* **EXERCISE REQUIREMENTS**
Starting with the line that contains "In this exercise you will pick out the bare tree", copy every line through the end of the data below, exactly and with nothing added.
+++ AVAILABLE RECORDS +++
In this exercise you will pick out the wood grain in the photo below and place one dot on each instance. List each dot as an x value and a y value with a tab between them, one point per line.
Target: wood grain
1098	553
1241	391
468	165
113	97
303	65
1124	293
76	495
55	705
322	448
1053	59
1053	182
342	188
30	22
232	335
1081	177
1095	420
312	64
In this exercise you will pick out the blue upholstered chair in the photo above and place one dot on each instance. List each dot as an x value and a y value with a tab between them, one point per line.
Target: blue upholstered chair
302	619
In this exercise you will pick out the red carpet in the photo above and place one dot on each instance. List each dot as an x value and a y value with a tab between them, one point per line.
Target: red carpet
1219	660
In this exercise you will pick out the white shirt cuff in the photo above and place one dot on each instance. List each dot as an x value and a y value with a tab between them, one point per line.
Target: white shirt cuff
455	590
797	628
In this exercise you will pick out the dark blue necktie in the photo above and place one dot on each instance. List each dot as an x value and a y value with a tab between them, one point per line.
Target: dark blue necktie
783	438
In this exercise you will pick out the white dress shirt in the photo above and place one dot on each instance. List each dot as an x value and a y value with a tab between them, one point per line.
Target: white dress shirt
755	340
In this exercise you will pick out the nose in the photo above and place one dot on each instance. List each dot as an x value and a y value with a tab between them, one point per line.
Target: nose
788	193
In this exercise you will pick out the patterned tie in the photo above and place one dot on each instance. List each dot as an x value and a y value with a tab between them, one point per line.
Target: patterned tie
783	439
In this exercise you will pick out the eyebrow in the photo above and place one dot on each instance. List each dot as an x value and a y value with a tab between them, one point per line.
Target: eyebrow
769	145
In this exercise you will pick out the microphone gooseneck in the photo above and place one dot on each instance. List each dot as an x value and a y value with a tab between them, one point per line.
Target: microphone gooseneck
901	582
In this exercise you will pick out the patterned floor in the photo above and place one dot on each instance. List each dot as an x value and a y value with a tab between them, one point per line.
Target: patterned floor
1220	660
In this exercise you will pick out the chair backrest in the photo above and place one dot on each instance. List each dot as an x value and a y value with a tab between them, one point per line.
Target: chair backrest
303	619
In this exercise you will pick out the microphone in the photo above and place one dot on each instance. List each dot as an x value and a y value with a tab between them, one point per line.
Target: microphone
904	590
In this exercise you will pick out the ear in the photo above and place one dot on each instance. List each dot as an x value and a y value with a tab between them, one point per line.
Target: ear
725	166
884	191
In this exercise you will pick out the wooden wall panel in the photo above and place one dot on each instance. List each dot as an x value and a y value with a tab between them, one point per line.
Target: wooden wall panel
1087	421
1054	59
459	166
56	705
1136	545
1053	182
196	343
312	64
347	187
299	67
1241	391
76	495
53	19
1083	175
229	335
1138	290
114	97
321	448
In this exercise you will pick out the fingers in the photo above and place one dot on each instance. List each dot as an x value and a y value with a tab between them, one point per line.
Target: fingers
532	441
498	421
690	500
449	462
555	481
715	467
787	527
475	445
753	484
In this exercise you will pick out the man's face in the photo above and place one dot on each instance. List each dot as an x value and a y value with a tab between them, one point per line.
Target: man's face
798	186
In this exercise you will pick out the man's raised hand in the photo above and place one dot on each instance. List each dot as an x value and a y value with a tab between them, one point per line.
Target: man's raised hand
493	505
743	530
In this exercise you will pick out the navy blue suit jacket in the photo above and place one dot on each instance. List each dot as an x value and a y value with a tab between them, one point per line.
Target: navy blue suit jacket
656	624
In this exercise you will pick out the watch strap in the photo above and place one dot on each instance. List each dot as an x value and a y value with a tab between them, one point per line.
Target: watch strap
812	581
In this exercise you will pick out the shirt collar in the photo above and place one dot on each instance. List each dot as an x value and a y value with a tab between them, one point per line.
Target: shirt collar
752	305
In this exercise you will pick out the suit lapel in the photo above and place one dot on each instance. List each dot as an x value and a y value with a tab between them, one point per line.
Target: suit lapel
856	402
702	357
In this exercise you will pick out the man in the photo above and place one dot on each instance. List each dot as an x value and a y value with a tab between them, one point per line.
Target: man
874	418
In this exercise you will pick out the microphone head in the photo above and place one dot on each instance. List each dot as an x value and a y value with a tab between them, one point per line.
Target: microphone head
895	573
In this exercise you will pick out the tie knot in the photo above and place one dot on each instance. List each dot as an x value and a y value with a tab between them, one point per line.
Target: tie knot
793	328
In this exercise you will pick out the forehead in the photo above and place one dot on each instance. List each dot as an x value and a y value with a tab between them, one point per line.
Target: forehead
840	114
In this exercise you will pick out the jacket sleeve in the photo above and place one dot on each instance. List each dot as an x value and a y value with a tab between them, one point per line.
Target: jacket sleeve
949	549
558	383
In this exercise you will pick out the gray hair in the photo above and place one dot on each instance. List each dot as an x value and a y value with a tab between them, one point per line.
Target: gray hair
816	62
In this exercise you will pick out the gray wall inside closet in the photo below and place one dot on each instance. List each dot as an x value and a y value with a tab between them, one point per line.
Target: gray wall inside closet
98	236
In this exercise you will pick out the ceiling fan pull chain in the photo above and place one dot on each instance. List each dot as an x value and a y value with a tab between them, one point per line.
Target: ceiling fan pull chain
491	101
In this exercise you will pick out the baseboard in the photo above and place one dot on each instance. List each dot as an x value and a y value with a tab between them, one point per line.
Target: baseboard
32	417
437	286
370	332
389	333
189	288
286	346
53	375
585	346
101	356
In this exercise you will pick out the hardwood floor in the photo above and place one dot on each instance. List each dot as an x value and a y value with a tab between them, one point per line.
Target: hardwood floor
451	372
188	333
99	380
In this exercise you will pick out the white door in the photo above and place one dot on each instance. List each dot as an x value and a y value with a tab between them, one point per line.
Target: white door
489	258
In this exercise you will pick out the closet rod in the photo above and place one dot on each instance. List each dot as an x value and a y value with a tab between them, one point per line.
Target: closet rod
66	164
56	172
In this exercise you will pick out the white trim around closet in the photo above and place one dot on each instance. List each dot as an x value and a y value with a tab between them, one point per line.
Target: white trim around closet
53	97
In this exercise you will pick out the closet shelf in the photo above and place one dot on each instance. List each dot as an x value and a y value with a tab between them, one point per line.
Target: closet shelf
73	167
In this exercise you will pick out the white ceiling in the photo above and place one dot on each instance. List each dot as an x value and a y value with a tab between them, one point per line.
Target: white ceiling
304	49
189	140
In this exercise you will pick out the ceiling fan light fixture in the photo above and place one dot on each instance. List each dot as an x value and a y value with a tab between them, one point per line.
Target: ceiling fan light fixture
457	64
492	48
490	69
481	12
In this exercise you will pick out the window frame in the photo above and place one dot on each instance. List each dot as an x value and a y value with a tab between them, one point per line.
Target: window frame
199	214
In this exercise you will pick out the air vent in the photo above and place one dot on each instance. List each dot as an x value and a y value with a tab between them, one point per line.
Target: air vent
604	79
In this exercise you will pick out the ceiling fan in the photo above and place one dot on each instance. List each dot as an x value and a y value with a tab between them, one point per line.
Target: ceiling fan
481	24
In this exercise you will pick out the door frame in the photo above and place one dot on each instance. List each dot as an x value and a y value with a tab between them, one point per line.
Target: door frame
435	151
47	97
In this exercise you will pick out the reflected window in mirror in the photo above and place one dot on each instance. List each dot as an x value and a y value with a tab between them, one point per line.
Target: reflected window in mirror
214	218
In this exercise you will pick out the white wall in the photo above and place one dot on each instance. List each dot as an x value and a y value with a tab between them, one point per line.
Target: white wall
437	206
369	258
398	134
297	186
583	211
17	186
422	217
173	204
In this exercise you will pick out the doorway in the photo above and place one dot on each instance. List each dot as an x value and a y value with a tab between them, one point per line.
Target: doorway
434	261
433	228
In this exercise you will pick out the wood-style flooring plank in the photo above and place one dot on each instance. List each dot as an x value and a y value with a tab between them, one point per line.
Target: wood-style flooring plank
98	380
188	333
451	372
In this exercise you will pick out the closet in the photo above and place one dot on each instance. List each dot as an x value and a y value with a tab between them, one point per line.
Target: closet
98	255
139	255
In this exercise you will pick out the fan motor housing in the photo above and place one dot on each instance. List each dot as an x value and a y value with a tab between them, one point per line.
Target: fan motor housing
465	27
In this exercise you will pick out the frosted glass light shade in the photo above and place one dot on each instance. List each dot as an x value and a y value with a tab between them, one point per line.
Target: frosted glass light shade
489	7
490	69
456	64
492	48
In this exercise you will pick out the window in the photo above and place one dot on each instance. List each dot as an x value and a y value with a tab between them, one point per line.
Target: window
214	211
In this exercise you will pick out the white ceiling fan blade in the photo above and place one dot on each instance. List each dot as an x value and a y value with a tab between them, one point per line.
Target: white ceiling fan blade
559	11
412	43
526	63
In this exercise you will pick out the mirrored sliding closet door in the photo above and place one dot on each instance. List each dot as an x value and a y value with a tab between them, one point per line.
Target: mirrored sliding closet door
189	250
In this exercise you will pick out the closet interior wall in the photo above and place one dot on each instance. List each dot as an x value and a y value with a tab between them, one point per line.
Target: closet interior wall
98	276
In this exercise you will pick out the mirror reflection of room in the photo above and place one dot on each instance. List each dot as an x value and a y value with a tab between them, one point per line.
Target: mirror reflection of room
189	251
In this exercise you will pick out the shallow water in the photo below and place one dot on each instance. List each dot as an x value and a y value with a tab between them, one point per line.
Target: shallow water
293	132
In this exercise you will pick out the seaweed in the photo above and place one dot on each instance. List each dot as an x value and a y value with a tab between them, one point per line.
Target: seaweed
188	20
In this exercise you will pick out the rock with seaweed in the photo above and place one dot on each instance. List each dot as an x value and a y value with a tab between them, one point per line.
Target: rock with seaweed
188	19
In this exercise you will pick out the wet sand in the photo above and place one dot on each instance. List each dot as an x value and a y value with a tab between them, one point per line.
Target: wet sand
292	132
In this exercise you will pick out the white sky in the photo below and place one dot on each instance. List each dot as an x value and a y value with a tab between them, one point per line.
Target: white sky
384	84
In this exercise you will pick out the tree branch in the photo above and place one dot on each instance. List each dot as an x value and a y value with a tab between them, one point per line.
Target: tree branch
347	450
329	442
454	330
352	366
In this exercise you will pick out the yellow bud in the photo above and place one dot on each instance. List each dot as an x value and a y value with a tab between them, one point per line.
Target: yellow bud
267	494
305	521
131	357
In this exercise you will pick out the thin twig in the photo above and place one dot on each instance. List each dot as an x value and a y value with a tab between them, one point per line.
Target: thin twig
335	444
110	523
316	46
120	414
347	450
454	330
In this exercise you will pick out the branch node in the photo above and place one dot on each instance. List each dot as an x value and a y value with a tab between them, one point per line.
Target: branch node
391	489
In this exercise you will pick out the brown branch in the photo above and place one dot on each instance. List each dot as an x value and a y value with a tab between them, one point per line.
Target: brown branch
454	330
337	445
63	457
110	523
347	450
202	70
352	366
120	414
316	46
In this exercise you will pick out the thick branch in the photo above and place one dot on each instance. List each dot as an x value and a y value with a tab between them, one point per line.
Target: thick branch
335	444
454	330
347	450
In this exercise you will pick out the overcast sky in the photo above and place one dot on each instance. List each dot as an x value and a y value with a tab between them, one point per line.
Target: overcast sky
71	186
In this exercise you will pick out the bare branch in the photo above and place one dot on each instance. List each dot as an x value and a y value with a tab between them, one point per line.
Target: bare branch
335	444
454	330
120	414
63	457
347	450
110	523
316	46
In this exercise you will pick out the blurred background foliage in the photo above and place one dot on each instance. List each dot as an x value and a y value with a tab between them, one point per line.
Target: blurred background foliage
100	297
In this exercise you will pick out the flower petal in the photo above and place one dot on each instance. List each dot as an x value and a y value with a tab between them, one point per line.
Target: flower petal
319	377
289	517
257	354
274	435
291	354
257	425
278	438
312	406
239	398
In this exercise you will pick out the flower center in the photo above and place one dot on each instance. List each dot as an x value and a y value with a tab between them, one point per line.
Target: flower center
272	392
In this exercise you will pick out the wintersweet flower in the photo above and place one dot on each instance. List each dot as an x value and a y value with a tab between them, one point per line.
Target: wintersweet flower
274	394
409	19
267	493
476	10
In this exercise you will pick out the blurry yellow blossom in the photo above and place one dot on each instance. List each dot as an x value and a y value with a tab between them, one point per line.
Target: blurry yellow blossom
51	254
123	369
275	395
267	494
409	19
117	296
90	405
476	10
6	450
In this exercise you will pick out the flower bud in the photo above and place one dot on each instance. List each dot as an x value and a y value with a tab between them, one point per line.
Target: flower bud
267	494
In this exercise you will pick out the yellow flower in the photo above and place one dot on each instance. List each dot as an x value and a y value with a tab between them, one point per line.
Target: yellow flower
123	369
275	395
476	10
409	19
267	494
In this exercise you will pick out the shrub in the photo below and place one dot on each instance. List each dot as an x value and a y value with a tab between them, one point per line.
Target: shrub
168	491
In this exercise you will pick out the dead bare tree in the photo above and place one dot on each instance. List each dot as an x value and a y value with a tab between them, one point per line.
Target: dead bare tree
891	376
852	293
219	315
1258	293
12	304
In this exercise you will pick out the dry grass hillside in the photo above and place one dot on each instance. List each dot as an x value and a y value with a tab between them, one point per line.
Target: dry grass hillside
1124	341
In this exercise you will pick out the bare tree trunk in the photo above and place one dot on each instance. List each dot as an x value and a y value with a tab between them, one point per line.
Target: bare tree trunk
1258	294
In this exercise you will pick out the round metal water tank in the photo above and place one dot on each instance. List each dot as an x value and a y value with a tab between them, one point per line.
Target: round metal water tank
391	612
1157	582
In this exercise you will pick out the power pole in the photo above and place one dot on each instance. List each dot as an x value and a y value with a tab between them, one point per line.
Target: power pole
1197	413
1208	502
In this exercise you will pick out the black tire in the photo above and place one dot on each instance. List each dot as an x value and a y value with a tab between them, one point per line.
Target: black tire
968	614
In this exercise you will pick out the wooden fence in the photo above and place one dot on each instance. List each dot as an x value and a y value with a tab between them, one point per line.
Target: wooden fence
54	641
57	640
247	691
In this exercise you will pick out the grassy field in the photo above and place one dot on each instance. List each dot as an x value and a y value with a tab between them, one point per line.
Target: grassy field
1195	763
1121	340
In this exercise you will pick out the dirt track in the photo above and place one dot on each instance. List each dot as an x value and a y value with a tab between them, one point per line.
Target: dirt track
+++
* **FINAL RESULT**
In this exercise you will pick out the bare tree trunk in the photo above and place one dot on each instance. List each dot as an x value and a y value with a tab between them, one point per line.
Target: bare tree trunk
1258	294
In this exercise you will pick out the round metal water tank in the photo above and place one dot on each instance. List each dot as an x value and a y value with a tab between them, one point per line.
Target: round metal water tank
391	612
1157	582
In this exercise you will pick out the power pole in the photo above and place one dot on each instance. List each dot as an x value and a y value with a tab between them, one point per line.
Target: power pole
1197	413
1208	502
In this exercise you will pick out the black tire in the photo above and place one dot on each instance. List each dot as an x value and a y value with a tab between them, one point per line.
Target: black tire
968	614
In this exercise you will pick out the wooden fence in the photo above and place one dot on each instance. List each dot as an x value and a y value with a tab between them, one point per line.
Target: wooden fence
54	641
57	640
247	691
In this exercise you will pick out the grassy field in the photo above and place one dot on each instance. List each dot as an x value and a y value with a tab between them, one point per line.
Target: grassy field
1195	763
1121	340
In this exercise you will pick out the dirt track in the photo above and place one dot on each instance. List each dot as an x value and a y value with a tab between them, one point per line.
Target: dirt track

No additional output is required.